▶ YOUR INSTRUCTIONS
Where does the word "mountain" appear in the entries below? Copy each line that holds it.

== Segment start ==

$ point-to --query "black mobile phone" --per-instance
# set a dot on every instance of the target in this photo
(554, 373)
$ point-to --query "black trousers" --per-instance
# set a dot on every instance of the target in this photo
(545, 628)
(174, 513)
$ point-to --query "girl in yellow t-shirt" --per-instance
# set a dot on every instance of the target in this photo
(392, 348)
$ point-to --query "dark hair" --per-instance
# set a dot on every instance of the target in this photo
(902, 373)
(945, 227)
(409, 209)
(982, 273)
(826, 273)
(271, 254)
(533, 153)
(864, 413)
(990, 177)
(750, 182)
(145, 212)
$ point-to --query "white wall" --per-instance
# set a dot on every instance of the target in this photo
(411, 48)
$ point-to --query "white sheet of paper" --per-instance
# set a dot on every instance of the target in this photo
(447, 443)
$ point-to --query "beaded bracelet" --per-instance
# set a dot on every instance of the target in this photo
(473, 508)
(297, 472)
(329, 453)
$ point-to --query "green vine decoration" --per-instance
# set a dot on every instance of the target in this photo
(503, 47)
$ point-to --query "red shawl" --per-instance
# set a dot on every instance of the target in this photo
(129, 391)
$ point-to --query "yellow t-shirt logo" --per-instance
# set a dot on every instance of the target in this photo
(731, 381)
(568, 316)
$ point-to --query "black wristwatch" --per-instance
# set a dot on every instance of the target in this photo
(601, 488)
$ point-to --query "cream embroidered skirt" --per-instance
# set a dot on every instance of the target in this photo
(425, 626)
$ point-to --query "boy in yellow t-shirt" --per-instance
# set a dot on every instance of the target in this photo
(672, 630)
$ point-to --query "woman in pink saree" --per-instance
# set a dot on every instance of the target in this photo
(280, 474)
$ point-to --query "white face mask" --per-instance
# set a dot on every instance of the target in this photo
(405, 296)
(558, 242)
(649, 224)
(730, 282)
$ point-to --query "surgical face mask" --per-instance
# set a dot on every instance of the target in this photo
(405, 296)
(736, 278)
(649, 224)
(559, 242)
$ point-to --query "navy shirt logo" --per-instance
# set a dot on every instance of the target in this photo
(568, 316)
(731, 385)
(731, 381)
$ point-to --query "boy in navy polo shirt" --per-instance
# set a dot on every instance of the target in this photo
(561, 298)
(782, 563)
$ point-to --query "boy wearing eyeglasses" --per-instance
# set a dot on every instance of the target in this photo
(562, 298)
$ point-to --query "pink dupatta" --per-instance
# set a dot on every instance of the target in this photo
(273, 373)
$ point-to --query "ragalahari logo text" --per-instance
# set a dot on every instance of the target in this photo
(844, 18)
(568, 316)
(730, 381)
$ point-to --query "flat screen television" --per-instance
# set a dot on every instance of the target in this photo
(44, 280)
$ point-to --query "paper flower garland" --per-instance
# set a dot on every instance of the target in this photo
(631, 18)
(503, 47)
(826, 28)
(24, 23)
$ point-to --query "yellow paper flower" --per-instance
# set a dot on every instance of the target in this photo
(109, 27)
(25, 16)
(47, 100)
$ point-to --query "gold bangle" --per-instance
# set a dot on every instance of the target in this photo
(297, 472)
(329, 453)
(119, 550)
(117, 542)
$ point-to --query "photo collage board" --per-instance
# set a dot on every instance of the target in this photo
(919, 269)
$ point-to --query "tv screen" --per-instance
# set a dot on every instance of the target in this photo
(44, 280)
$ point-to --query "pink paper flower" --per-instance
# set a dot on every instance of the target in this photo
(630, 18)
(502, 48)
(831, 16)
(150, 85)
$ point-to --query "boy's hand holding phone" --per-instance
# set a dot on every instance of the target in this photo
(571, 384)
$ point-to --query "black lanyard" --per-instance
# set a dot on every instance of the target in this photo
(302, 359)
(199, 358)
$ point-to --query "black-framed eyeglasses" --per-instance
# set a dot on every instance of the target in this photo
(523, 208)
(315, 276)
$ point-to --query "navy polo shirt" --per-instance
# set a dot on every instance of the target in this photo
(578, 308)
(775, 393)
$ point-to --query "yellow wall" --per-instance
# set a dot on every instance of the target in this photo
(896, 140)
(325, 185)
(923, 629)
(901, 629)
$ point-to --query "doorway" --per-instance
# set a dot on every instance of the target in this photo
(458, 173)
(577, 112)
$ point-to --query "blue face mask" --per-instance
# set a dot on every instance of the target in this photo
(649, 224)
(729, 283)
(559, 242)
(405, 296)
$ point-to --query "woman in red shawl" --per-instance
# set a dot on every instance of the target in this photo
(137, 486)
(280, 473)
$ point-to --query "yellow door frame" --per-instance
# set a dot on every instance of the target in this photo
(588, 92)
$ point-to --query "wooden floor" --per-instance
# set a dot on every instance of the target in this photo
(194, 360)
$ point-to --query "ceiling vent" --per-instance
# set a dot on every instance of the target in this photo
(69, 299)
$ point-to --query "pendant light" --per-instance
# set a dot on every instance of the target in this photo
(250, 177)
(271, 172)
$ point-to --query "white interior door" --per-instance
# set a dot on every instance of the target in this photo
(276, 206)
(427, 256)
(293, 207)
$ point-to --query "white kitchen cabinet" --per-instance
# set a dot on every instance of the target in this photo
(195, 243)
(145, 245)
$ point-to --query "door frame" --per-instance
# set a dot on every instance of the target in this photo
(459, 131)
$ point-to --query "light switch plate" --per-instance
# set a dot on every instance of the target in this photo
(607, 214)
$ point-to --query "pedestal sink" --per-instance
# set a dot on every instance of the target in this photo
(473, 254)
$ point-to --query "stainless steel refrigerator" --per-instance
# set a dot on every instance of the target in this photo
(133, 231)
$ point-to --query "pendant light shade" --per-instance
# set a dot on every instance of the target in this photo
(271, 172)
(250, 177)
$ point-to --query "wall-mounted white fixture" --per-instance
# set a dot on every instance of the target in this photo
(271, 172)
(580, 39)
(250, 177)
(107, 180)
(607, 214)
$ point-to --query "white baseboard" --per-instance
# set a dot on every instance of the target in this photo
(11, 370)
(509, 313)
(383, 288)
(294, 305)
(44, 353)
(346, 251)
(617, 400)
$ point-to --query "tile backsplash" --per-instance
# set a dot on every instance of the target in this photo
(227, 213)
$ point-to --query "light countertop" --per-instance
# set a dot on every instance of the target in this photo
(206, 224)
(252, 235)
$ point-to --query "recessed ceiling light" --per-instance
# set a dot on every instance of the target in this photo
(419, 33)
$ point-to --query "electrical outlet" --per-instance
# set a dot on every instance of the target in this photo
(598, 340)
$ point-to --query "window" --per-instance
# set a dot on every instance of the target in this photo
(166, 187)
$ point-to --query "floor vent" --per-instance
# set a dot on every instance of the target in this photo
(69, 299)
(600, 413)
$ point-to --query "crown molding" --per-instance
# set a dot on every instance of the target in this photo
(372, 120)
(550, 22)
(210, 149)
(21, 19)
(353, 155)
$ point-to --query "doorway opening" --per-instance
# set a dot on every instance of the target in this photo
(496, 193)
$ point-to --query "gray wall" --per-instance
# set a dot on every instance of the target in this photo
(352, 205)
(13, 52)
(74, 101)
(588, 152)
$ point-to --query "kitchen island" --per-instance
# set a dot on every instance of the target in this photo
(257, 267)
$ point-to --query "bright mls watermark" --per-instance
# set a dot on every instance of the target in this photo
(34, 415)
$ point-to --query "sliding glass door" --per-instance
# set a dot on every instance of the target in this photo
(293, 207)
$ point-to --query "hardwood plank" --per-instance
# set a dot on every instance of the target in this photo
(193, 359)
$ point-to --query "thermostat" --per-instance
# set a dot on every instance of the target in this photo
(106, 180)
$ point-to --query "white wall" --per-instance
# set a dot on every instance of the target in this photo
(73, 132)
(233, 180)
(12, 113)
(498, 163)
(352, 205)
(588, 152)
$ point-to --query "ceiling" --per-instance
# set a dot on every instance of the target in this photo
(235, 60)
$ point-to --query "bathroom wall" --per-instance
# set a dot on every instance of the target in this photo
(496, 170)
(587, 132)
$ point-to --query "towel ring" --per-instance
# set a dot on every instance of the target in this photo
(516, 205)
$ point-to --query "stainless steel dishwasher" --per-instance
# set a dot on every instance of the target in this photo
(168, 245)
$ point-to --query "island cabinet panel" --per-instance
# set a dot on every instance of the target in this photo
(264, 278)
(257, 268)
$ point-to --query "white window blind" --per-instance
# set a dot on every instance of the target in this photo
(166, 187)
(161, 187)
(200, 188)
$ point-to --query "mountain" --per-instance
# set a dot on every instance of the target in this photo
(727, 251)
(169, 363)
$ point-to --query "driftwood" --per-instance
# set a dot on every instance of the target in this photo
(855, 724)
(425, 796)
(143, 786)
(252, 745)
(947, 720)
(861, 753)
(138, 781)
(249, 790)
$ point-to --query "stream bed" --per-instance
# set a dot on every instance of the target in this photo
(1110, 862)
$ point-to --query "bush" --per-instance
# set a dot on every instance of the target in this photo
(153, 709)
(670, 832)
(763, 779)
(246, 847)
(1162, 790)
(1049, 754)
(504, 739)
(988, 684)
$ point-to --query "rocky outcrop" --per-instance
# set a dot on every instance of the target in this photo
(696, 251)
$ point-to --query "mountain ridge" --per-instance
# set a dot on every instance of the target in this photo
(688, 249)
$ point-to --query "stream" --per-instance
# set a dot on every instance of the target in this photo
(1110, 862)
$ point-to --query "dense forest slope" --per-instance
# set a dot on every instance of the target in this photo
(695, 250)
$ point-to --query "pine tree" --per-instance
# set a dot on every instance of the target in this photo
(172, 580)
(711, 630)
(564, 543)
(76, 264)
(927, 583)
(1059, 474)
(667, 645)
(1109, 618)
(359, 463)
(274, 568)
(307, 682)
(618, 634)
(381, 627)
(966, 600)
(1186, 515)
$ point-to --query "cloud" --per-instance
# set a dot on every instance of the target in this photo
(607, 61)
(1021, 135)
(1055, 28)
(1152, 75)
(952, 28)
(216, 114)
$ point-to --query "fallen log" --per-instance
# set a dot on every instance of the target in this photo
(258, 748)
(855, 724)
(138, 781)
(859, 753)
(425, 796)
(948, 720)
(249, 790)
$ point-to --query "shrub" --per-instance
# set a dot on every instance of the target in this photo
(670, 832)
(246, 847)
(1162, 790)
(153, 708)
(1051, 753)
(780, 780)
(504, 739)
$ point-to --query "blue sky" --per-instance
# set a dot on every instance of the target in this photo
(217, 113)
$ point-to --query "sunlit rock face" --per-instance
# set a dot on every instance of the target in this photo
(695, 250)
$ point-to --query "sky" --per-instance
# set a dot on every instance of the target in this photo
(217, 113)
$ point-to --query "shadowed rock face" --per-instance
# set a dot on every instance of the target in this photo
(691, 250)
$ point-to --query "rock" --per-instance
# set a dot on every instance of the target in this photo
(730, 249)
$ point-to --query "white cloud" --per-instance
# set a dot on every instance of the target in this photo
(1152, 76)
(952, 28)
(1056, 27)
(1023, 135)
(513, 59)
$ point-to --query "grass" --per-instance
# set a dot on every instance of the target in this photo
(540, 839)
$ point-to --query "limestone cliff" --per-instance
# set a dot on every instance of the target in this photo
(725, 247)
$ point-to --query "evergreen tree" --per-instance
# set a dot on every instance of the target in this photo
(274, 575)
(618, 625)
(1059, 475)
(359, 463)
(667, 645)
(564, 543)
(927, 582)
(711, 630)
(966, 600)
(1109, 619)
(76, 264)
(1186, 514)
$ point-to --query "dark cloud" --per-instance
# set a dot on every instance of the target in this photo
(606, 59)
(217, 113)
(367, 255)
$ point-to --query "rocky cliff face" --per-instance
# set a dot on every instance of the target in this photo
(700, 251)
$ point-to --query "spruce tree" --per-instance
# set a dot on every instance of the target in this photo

== Segment end ==

▶ TASK ANSWER
$ point-to --query "mountain" --per-instance
$ point-to --query "mountain ridge" --per-instance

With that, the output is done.